**TASK DETAILS:**
Return the entries below in their exact form, leaving the pictures out.

Start of DATASET CONTENT

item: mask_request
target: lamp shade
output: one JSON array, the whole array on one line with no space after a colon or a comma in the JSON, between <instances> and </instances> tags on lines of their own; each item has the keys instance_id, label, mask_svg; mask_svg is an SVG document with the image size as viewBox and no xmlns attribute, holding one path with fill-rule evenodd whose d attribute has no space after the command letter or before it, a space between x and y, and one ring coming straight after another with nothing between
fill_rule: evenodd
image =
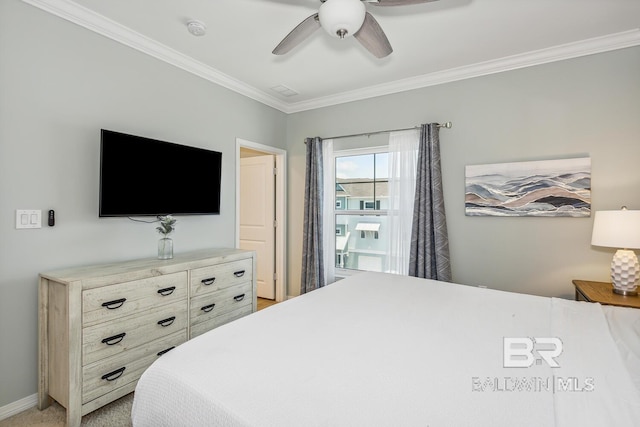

End of DATASET CONTENT

**RESPONSE TO THE TASK:**
item: mask_request
target: lamp shade
output: one JSON array, the whole array on one line with no space after a colon or a comma in the JSON, between <instances> and </instances> tags on lines of their own; each item has the keys instance_id, label, mask_svg; mask_svg is an SVG document with the image size as viewBox and no xmlns attribute, holding one path with fill-rule evenodd whose d attribute has no space after the command letter or before it, a space between x and y, and one ring coming straight after another with nothing between
fill_rule: evenodd
image =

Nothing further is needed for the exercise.